= TASK DETAILS =
Locate every line in the listing below that contains the word "windshield", and copy each of those lines.

= GIVEN ENTRIES =

• • • •

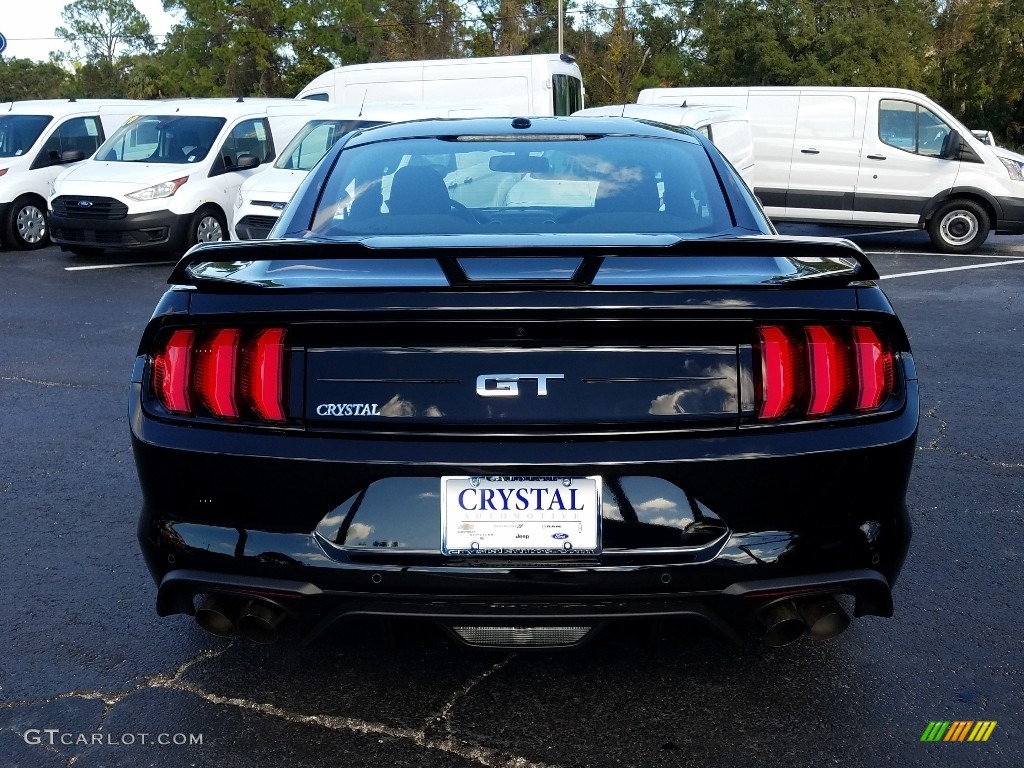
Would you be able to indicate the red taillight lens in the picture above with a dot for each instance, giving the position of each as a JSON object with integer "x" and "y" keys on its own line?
{"x": 875, "y": 368}
{"x": 815, "y": 371}
{"x": 778, "y": 373}
{"x": 172, "y": 373}
{"x": 827, "y": 361}
{"x": 263, "y": 375}
{"x": 227, "y": 373}
{"x": 216, "y": 363}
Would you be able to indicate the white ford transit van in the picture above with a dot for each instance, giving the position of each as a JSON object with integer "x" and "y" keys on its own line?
{"x": 169, "y": 177}
{"x": 727, "y": 127}
{"x": 871, "y": 157}
{"x": 492, "y": 86}
{"x": 263, "y": 196}
{"x": 38, "y": 140}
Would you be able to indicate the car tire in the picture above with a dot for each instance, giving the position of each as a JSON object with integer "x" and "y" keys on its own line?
{"x": 207, "y": 225}
{"x": 958, "y": 226}
{"x": 26, "y": 227}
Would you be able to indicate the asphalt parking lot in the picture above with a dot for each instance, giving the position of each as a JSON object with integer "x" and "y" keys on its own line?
{"x": 91, "y": 678}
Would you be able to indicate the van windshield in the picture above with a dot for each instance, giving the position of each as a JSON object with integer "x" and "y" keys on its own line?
{"x": 162, "y": 138}
{"x": 500, "y": 185}
{"x": 314, "y": 139}
{"x": 18, "y": 133}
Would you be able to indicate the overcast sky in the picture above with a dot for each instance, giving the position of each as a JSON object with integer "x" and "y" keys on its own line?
{"x": 30, "y": 33}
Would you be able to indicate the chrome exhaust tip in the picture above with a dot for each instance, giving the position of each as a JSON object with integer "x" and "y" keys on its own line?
{"x": 782, "y": 624}
{"x": 217, "y": 615}
{"x": 823, "y": 615}
{"x": 259, "y": 622}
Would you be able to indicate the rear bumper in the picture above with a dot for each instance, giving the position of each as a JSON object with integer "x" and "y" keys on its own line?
{"x": 154, "y": 230}
{"x": 311, "y": 612}
{"x": 803, "y": 513}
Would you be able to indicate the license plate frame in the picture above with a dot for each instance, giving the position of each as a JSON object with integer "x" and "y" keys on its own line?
{"x": 521, "y": 516}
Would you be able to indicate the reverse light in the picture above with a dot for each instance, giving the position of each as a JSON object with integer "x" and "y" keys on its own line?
{"x": 817, "y": 371}
{"x": 227, "y": 373}
{"x": 165, "y": 189}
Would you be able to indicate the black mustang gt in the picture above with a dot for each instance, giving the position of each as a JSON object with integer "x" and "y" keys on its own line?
{"x": 521, "y": 378}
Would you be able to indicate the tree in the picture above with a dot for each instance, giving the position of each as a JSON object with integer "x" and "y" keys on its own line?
{"x": 104, "y": 31}
{"x": 23, "y": 79}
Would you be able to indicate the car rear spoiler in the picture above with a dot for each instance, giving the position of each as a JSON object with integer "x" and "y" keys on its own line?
{"x": 518, "y": 261}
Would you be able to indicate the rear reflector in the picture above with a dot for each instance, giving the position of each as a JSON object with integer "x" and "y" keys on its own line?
{"x": 225, "y": 373}
{"x": 521, "y": 637}
{"x": 815, "y": 371}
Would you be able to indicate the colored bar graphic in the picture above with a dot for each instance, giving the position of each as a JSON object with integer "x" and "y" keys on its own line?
{"x": 958, "y": 730}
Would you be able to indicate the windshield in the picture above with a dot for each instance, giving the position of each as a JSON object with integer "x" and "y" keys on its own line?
{"x": 314, "y": 139}
{"x": 19, "y": 132}
{"x": 538, "y": 184}
{"x": 162, "y": 138}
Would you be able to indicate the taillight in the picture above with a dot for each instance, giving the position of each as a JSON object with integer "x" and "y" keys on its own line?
{"x": 263, "y": 375}
{"x": 778, "y": 372}
{"x": 216, "y": 366}
{"x": 226, "y": 373}
{"x": 815, "y": 371}
{"x": 172, "y": 373}
{"x": 827, "y": 358}
{"x": 875, "y": 369}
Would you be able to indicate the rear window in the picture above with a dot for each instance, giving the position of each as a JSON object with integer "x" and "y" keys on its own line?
{"x": 493, "y": 185}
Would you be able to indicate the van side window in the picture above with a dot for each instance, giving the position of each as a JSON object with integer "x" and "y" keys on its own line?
{"x": 83, "y": 134}
{"x": 567, "y": 94}
{"x": 910, "y": 127}
{"x": 250, "y": 136}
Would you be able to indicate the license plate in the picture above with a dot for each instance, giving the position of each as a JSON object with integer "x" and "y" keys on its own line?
{"x": 520, "y": 515}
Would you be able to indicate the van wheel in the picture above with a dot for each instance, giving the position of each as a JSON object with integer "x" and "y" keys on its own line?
{"x": 958, "y": 226}
{"x": 26, "y": 228}
{"x": 207, "y": 225}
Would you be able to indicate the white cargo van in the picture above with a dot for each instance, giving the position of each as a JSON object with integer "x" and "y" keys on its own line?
{"x": 727, "y": 127}
{"x": 169, "y": 177}
{"x": 871, "y": 157}
{"x": 494, "y": 86}
{"x": 262, "y": 197}
{"x": 38, "y": 140}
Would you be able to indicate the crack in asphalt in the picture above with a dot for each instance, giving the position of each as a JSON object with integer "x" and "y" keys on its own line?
{"x": 449, "y": 743}
{"x": 934, "y": 444}
{"x": 39, "y": 382}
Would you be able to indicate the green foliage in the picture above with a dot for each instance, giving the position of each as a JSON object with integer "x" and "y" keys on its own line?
{"x": 23, "y": 79}
{"x": 968, "y": 54}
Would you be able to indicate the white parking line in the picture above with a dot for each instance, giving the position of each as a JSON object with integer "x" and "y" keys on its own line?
{"x": 945, "y": 255}
{"x": 115, "y": 266}
{"x": 952, "y": 269}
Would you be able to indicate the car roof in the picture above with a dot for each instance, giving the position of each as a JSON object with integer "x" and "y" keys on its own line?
{"x": 231, "y": 108}
{"x": 61, "y": 105}
{"x": 514, "y": 127}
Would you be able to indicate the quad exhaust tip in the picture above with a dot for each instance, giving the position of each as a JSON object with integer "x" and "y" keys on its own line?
{"x": 820, "y": 616}
{"x": 256, "y": 620}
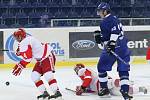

• • • •

= IN RESPONSE =
Would you be able to indicate the van windshield in the picture above with a dot for each instance, giving the position of each as a JSON object with integer "x" and "y" keys on its own line?
Would you be able to indicate the windshield in the picture above with a dot for each instance, giving the position of each as a JSON object with integer "x" and "y" keys on its own line?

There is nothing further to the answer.